= Written request =
Update everything from the line containing "Query: red brick building" down to the line containing "367 107 L 391" by replacing "red brick building" with "red brick house", leaving all else as is.

= Supplied material =
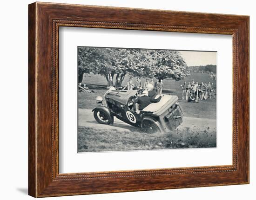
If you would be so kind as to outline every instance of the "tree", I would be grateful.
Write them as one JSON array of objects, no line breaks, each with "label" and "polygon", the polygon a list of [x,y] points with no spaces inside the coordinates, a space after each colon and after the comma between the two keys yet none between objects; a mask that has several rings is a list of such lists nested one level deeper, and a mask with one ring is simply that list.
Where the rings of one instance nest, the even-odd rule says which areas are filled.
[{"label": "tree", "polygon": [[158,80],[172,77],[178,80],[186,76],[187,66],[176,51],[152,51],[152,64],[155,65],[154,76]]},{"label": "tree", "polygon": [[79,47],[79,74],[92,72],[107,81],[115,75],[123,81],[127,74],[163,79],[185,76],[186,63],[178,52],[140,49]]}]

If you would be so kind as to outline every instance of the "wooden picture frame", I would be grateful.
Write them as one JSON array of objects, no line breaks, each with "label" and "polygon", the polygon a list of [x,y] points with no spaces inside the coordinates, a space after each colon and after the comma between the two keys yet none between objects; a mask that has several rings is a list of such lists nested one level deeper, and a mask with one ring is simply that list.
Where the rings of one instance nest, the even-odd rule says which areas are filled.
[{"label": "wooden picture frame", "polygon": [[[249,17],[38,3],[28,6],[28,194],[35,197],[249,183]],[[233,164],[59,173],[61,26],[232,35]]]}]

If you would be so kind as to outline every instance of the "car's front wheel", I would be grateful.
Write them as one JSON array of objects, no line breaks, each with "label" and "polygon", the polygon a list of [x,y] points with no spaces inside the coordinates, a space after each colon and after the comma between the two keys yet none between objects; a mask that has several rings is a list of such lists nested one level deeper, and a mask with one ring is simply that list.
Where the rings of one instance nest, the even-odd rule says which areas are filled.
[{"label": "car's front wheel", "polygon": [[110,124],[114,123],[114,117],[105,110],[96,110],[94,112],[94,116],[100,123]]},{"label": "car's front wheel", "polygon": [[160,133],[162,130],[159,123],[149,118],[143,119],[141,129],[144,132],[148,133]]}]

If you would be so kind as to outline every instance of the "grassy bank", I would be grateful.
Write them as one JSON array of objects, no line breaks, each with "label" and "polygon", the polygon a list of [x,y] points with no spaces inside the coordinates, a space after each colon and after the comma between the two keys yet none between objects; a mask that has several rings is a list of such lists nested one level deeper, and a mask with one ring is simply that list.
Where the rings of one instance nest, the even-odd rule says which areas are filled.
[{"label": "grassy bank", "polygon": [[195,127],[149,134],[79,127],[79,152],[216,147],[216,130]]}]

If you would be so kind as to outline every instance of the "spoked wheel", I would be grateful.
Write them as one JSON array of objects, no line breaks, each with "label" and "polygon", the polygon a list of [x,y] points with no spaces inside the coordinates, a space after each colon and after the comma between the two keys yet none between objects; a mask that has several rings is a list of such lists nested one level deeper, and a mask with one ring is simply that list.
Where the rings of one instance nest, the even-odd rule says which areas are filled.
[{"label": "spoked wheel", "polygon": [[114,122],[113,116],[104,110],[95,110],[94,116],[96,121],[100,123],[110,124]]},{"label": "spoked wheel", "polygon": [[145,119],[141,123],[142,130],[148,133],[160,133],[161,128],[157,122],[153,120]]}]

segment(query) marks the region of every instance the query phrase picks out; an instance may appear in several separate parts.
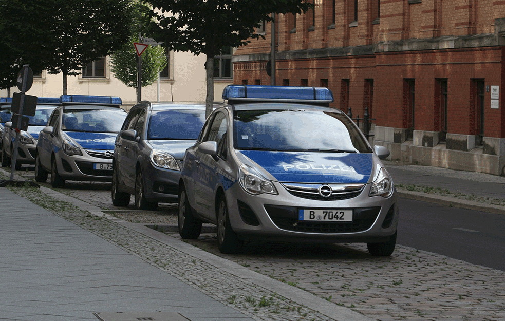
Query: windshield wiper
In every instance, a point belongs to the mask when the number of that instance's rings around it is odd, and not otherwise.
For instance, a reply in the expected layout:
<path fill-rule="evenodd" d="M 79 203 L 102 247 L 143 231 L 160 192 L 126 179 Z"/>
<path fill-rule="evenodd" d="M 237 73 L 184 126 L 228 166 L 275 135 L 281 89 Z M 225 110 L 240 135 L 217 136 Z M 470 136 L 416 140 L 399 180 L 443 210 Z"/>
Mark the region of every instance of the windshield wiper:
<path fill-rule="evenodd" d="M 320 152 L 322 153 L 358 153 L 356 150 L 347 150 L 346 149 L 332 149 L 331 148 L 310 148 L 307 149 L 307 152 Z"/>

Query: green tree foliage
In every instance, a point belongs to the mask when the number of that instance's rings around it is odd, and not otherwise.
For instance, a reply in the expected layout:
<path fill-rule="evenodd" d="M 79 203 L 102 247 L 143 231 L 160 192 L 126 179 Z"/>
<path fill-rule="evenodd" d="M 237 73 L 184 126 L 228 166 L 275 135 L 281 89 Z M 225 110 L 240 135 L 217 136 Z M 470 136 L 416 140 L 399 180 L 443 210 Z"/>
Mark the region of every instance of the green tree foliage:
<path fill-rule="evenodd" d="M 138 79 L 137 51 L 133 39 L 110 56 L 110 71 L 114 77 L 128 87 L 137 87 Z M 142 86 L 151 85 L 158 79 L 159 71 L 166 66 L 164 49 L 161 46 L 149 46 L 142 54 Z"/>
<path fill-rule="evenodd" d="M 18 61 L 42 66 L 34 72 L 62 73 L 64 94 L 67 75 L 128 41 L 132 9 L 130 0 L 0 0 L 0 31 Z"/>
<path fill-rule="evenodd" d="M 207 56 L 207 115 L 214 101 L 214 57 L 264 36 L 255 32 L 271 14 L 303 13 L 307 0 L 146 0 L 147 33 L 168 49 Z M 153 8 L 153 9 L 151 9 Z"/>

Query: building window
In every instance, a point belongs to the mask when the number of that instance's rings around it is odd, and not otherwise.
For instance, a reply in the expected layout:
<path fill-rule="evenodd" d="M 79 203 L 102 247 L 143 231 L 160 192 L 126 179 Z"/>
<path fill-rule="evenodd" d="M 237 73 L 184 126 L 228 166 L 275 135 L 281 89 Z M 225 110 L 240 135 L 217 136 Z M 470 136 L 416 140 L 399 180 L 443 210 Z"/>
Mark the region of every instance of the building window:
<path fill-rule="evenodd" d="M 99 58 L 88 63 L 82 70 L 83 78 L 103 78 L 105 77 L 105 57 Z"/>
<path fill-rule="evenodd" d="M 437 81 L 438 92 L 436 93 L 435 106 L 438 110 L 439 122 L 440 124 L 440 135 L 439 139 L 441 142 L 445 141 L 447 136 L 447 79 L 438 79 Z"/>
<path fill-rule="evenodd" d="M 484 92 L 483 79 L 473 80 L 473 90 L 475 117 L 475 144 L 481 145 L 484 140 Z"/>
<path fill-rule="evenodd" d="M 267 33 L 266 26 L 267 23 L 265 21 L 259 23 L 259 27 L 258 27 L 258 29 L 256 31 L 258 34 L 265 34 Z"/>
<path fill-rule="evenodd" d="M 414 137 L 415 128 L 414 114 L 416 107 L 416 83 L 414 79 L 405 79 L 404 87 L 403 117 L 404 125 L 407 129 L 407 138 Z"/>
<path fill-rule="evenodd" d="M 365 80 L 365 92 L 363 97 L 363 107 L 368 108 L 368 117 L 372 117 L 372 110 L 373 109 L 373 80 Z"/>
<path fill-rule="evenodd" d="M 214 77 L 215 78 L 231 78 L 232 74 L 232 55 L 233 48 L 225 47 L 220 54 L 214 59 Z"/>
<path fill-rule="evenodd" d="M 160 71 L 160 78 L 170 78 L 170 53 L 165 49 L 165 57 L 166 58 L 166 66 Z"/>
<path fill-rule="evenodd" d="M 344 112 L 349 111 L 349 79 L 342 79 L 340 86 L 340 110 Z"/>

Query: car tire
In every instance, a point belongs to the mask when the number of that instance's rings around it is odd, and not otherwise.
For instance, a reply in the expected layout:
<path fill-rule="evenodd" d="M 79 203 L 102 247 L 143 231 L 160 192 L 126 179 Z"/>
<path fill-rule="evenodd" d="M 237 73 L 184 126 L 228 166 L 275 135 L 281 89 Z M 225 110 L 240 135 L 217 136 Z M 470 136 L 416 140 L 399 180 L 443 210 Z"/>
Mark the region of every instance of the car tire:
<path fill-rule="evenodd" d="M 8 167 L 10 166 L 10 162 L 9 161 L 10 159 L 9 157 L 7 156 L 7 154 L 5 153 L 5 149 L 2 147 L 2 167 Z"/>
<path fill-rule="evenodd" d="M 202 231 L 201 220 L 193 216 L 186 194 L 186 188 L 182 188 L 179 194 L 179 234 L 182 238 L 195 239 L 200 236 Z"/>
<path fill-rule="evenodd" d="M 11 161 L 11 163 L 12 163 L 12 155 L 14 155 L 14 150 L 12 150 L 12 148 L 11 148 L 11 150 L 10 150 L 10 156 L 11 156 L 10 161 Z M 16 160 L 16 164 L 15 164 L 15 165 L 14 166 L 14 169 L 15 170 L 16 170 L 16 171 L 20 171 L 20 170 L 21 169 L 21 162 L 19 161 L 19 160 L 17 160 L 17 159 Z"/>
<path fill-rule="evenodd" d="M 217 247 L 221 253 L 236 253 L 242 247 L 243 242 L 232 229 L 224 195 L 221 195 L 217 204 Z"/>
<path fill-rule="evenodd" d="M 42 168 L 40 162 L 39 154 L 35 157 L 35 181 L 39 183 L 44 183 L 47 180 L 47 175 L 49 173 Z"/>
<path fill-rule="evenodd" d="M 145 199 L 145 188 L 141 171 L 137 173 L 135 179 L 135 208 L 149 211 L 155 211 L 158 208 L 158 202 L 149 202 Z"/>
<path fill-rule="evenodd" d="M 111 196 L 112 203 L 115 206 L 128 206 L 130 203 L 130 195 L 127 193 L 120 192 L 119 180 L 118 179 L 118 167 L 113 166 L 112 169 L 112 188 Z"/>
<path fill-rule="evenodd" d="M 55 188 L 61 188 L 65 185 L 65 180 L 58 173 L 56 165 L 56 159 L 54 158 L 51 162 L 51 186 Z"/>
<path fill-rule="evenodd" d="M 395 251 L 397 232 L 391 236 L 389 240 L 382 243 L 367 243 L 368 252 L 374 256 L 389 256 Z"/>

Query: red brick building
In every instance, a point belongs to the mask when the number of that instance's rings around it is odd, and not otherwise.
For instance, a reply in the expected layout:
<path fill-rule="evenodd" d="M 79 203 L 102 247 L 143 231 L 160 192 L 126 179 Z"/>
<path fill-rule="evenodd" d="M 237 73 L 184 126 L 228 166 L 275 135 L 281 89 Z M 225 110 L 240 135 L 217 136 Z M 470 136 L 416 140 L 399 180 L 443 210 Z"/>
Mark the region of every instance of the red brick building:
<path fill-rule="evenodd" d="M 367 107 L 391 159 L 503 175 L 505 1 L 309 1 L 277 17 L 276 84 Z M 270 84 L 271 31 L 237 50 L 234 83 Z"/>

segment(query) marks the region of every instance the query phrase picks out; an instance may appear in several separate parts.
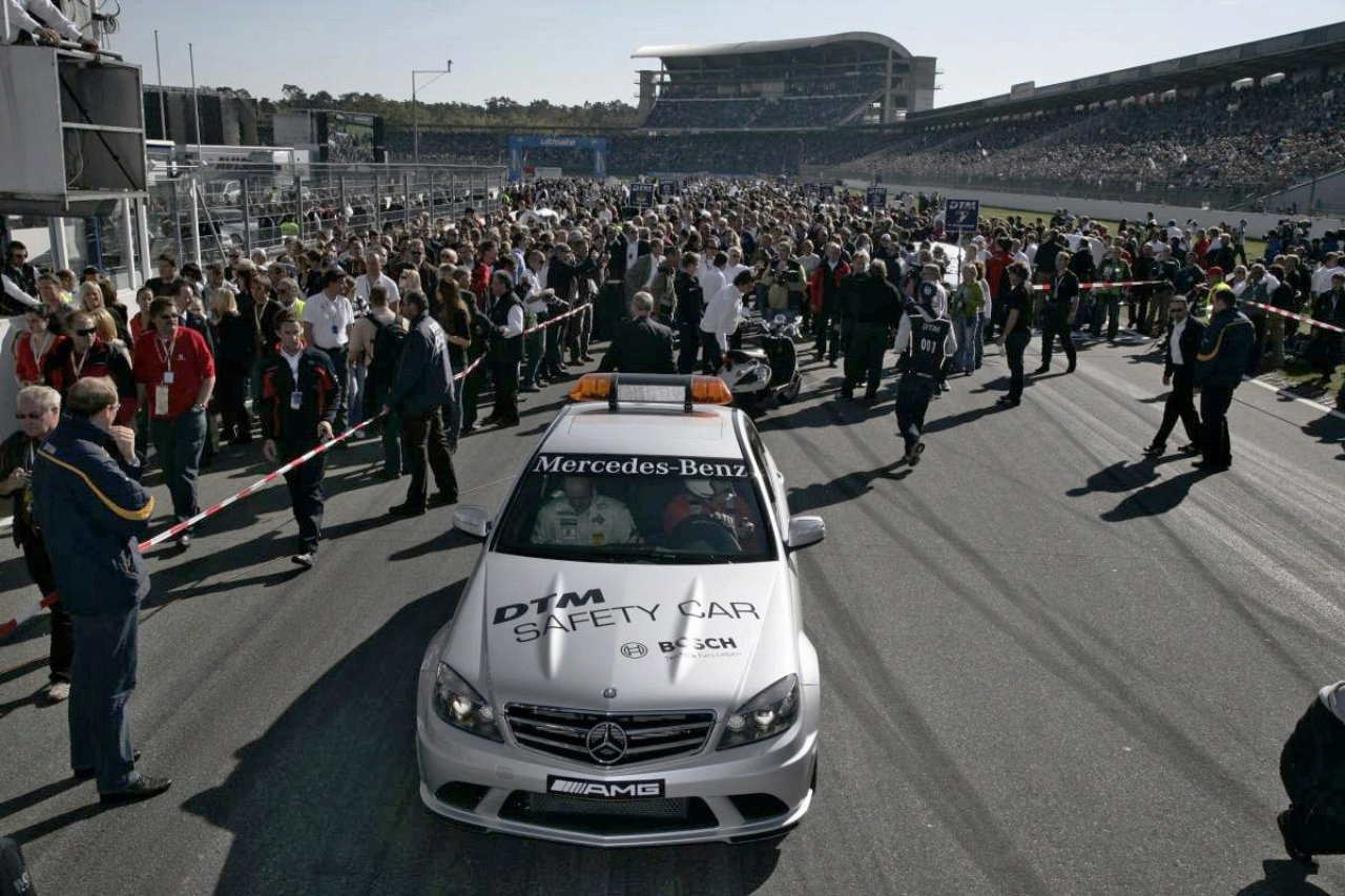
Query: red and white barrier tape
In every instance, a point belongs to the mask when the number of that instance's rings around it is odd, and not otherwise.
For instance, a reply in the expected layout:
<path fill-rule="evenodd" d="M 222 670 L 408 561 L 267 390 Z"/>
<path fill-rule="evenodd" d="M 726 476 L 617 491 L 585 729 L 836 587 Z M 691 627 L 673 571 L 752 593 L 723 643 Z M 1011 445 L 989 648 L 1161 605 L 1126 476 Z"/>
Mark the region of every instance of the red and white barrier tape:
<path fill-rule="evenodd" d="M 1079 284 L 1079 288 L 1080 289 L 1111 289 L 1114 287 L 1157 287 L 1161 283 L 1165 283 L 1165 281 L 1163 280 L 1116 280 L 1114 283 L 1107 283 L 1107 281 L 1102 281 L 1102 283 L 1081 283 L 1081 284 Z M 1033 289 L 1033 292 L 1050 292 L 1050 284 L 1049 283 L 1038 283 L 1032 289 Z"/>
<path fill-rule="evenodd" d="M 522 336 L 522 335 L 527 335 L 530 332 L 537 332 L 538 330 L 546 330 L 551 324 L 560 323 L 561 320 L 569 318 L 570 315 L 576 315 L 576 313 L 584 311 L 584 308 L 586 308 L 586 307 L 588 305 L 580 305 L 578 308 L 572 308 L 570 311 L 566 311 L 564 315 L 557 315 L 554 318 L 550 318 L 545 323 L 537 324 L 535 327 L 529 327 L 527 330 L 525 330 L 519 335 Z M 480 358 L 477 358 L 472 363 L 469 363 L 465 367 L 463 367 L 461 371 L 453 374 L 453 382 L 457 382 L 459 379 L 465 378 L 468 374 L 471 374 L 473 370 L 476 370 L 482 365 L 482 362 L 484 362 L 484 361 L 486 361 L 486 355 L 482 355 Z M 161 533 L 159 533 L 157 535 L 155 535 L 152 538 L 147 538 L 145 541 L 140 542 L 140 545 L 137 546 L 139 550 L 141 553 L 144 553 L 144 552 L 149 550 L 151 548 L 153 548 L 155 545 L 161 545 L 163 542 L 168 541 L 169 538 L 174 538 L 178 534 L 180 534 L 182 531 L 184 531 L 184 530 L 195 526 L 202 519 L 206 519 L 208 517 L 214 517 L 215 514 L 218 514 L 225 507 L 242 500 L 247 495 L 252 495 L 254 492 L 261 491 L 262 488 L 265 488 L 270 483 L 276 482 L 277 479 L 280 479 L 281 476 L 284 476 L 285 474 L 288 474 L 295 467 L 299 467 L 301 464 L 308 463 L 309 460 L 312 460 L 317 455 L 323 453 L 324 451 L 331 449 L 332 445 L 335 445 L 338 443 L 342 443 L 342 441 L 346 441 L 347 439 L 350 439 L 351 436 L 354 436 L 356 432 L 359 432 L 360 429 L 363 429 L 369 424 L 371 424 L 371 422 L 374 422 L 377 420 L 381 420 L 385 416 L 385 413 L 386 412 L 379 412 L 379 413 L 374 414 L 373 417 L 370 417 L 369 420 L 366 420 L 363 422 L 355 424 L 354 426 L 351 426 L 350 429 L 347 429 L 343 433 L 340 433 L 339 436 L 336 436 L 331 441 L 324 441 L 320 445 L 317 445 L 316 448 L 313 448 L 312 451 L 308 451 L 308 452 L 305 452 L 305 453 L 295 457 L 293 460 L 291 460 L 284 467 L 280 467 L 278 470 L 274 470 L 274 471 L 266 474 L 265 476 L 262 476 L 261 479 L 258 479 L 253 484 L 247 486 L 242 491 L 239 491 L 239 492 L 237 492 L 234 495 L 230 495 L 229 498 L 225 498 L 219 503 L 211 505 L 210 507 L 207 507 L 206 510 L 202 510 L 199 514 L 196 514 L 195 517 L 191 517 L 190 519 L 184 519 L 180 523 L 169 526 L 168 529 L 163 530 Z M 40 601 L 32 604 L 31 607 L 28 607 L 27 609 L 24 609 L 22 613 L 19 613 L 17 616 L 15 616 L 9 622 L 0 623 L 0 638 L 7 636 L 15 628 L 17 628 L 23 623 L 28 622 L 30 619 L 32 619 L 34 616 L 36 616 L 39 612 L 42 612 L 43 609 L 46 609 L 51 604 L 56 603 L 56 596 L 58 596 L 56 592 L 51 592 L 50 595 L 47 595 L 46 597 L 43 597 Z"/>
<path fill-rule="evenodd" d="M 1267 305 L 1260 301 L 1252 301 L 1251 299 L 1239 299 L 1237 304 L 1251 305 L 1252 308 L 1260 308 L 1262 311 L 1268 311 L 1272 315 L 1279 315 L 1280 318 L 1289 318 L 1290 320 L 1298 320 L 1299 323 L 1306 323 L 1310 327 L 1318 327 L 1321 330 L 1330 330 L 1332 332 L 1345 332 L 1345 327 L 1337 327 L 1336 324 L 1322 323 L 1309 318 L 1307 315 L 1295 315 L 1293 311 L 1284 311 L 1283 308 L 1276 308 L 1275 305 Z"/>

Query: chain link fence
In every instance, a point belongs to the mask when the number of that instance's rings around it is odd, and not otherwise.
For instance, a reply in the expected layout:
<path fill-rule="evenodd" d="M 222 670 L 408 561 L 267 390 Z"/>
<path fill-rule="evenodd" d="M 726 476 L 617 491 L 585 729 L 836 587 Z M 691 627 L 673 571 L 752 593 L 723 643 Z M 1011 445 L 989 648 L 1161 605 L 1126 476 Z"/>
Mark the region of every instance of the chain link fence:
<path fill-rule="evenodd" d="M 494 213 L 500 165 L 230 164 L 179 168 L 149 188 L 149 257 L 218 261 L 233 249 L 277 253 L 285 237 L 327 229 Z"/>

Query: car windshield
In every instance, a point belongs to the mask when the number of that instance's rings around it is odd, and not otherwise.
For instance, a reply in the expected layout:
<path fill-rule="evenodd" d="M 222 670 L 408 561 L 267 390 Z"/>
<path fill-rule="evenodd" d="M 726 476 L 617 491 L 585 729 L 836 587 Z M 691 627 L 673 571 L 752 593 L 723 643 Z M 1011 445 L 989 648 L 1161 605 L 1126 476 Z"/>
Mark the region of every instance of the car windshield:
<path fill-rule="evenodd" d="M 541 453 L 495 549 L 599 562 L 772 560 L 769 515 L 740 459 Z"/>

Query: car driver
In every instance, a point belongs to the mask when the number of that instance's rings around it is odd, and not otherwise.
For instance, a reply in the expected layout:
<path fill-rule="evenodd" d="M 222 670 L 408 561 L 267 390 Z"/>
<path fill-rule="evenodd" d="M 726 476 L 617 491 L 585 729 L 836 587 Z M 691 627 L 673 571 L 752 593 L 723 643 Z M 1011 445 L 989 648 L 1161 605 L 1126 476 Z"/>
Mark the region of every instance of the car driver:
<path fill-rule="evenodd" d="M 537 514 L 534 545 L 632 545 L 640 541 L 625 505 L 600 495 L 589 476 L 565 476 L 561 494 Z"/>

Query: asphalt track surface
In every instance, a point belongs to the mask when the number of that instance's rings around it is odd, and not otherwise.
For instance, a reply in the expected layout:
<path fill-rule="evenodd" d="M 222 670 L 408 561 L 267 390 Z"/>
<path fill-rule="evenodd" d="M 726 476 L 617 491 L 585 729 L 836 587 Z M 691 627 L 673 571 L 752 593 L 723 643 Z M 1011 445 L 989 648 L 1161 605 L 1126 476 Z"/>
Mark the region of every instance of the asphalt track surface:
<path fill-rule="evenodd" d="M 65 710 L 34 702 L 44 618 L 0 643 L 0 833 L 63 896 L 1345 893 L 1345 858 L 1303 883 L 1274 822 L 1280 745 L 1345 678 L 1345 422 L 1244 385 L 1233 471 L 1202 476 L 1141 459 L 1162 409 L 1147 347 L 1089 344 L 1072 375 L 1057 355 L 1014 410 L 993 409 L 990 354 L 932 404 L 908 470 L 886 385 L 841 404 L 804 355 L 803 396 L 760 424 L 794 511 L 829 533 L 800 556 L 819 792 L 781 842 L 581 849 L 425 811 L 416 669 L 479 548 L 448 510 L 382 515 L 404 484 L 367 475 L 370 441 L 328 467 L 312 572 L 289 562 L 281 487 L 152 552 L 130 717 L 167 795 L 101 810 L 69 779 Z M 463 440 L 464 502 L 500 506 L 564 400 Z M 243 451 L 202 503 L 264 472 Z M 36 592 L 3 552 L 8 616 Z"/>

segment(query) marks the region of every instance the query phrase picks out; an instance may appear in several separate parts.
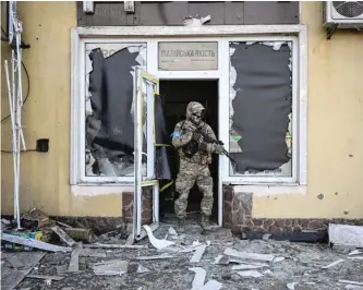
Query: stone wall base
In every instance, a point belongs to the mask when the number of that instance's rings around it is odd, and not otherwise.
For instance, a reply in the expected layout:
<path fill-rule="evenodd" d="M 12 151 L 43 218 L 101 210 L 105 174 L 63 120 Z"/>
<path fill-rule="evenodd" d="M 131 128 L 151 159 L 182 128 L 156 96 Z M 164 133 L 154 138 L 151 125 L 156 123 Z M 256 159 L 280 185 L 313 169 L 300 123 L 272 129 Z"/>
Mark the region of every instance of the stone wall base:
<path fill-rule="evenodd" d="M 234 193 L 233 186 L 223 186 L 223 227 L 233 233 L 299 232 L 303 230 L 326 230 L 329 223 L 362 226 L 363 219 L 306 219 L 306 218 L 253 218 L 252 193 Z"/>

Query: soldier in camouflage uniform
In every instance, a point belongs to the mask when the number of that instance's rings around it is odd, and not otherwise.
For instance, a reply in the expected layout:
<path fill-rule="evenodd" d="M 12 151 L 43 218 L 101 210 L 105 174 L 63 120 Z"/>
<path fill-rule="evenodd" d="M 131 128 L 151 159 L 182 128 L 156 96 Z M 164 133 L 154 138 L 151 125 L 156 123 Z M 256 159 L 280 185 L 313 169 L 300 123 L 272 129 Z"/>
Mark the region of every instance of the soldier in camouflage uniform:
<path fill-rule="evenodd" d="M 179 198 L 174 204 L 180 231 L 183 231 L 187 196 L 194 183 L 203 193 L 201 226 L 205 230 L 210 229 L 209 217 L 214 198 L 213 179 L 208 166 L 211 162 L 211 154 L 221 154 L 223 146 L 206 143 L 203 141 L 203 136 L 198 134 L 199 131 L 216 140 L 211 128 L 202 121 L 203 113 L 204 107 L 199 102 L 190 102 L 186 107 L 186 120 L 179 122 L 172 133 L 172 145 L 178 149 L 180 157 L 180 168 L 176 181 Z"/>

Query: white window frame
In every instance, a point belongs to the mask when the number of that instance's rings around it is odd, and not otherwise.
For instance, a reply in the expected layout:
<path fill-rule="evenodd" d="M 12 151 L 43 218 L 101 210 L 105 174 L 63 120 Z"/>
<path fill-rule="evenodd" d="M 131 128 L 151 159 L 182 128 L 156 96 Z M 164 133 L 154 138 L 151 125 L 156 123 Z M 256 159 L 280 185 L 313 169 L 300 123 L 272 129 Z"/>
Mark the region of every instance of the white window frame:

= Task solution =
Query: red brick house
In every instance, a point belongs to the mask when the number of that instance's rings around it is odd, and not otherwise.
For instance, a reply in the expected layout:
<path fill-rule="evenodd" d="M 79 203 L 102 247 L 143 231 L 160 192 L 126 179 Z"/>
<path fill-rule="evenodd" d="M 237 73 L 184 126 L 228 166 L 275 135 L 281 89 Z M 225 110 L 240 135 L 217 136 Z M 470 136 L 416 140 L 399 180 L 443 210 Z"/>
Mark the region of every instance of the red brick house:
<path fill-rule="evenodd" d="M 367 107 L 391 159 L 503 175 L 505 1 L 309 1 L 277 17 L 276 84 Z M 270 84 L 271 31 L 237 50 L 234 83 Z"/>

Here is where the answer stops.